■ Exercise prompt: Convert all of the data below into a numbered list with one line per item, omitting blank lines. Leave the pictures out.

■ Given records:
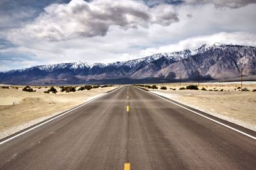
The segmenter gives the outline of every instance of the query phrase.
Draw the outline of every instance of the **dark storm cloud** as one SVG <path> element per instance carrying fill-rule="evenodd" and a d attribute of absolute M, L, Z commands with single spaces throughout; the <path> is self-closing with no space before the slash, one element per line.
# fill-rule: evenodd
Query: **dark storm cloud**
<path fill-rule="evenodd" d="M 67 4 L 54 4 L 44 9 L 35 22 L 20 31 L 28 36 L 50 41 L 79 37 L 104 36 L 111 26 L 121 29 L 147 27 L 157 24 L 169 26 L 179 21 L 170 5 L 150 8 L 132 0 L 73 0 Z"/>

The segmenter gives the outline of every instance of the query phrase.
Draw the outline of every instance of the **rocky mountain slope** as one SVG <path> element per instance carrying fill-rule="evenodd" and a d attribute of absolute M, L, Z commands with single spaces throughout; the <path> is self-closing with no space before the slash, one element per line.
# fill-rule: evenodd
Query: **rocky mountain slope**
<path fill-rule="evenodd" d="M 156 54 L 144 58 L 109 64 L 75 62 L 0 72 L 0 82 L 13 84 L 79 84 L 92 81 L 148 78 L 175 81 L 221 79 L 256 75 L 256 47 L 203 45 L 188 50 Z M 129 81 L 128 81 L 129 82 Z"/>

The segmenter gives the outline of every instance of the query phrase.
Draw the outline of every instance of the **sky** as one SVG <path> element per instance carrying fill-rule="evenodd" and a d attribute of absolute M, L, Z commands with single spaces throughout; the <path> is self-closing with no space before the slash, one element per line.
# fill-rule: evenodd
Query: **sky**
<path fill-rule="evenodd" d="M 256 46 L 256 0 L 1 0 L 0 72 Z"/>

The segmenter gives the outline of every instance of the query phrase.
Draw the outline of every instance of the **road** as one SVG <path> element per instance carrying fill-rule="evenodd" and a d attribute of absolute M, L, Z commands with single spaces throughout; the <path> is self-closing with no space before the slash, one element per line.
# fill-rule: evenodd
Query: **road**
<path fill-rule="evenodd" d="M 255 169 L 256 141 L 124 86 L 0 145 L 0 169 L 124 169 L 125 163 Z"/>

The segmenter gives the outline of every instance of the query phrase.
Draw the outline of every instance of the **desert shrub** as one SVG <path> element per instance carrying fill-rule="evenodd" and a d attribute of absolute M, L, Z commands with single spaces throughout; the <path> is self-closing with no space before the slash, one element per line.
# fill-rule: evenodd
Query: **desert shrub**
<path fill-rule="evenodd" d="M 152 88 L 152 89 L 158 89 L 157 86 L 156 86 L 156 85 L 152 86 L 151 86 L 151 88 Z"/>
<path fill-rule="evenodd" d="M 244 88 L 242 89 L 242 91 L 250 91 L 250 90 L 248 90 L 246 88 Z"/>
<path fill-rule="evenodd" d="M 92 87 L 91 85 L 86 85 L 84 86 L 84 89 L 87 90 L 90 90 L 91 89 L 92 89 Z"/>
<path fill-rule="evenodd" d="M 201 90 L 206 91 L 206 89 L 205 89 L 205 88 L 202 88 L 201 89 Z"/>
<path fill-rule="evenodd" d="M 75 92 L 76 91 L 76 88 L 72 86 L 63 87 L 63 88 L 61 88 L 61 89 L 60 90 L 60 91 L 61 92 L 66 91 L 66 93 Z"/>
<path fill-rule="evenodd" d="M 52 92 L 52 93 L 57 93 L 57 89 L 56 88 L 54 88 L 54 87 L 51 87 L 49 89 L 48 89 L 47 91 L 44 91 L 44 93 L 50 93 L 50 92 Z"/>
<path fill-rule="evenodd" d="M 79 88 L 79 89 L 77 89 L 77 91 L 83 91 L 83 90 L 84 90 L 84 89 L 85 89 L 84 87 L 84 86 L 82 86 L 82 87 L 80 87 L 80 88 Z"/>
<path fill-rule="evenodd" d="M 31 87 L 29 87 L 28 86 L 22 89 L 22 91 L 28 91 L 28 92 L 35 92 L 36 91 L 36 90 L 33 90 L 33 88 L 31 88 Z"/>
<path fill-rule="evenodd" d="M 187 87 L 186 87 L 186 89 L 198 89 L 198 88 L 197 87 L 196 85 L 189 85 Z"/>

■ The answer:
1. The segmenter gives the outline of every instance of the query phrase.
2. Draw the outline of every instance of the **dark storm cloud** as one SVG <path> element per instance carrying fill-rule="evenodd" and a d attribute of absolute M, L, Z commands with single spaces throughout; the <path> is self-closing with no space before the slash, one element per line.
3. # fill-rule: evenodd
4. Query: **dark storm cloud**
5. <path fill-rule="evenodd" d="M 67 4 L 54 4 L 44 9 L 35 22 L 20 31 L 28 36 L 50 41 L 79 37 L 104 36 L 111 26 L 121 29 L 147 27 L 157 24 L 169 26 L 179 21 L 170 5 L 150 8 L 132 0 L 73 0 Z"/>
6. The segmenter gives the outline of every instance of the query phrase.
7. Draw the outline of every instance of the **rocky mountain slope** as one SVG <path> element per instance carrying fill-rule="evenodd" and a d attribute of absolute M, L, Z commands with single spaces throughout; the <path> is self-closing with no space before the slash, one element per line.
8. # fill-rule: evenodd
9. Query: **rocky mountain slope**
10. <path fill-rule="evenodd" d="M 156 54 L 144 58 L 109 64 L 75 62 L 0 72 L 0 82 L 13 84 L 79 84 L 92 81 L 148 78 L 175 81 L 221 79 L 256 75 L 256 47 L 203 45 L 188 50 Z M 129 81 L 128 81 L 129 82 Z"/>
11. The segmenter gives the outline of every instance of the query phrase.
12. Draw the outline of every instance of the **sky** as one SVG <path> element per instance carrying fill-rule="evenodd" and a d attribute of absolute M, L, Z commands with single spaces throughout; the <path> is self-closing with no space before the slash, one element per line.
13. # fill-rule: evenodd
14. Query: **sky**
15. <path fill-rule="evenodd" d="M 256 46 L 256 0 L 1 0 L 0 72 Z"/>
16. The segmenter gives the outline of every instance of the query phrase.
17. Draw the outline of every instance of the **road** as one SVG <path> element per instance carrying fill-rule="evenodd" and a d attribute of absolute M, L, Z commands with single spaces throughout; the <path> is self-closing with no space before the slash, one element per line.
18. # fill-rule: evenodd
19. Query: **road**
20. <path fill-rule="evenodd" d="M 255 169 L 256 141 L 124 86 L 0 145 L 0 169 L 124 169 L 125 163 Z"/>
21. The segmenter gives the outline of every instance of the query phrase.
22. Draw the outline of every instance of the **desert shrub** as one SVG <path> element per instance carrying fill-rule="evenodd" and a d attribute of absolute M, L, Z commands with single spaces throughout; the <path> is self-closing with no space before the slash, one element per line.
23. # fill-rule: evenodd
24. Query: **desert shrub**
25. <path fill-rule="evenodd" d="M 152 88 L 152 89 L 158 89 L 157 86 L 156 86 L 156 85 L 152 86 L 151 86 L 151 88 Z"/>
26. <path fill-rule="evenodd" d="M 244 88 L 242 89 L 242 91 L 250 91 L 250 90 L 248 90 L 246 88 Z"/>
27. <path fill-rule="evenodd" d="M 92 87 L 91 85 L 86 85 L 84 86 L 84 89 L 87 90 L 90 90 L 91 89 L 92 89 Z"/>
28. <path fill-rule="evenodd" d="M 201 90 L 206 91 L 206 89 L 205 89 L 205 88 L 202 88 L 201 89 Z"/>
29. <path fill-rule="evenodd" d="M 75 92 L 76 91 L 76 88 L 72 86 L 63 87 L 63 88 L 61 88 L 61 89 L 60 90 L 60 91 L 61 92 L 66 91 L 66 93 Z"/>
30. <path fill-rule="evenodd" d="M 52 92 L 52 93 L 57 93 L 57 89 L 56 88 L 54 88 L 54 87 L 51 87 L 49 89 L 48 89 L 47 91 L 44 91 L 44 93 L 50 93 L 50 92 Z"/>
31. <path fill-rule="evenodd" d="M 79 88 L 79 89 L 77 89 L 77 91 L 83 91 L 83 90 L 84 90 L 84 89 L 85 89 L 84 87 L 84 86 L 82 86 L 82 87 L 80 87 L 80 88 Z"/>
32. <path fill-rule="evenodd" d="M 31 87 L 29 87 L 28 86 L 22 89 L 22 91 L 28 91 L 28 92 L 35 92 L 36 91 L 36 90 L 33 90 L 33 88 L 31 88 Z"/>
33. <path fill-rule="evenodd" d="M 187 87 L 186 87 L 186 89 L 198 89 L 198 88 L 197 87 L 196 85 L 189 85 Z"/>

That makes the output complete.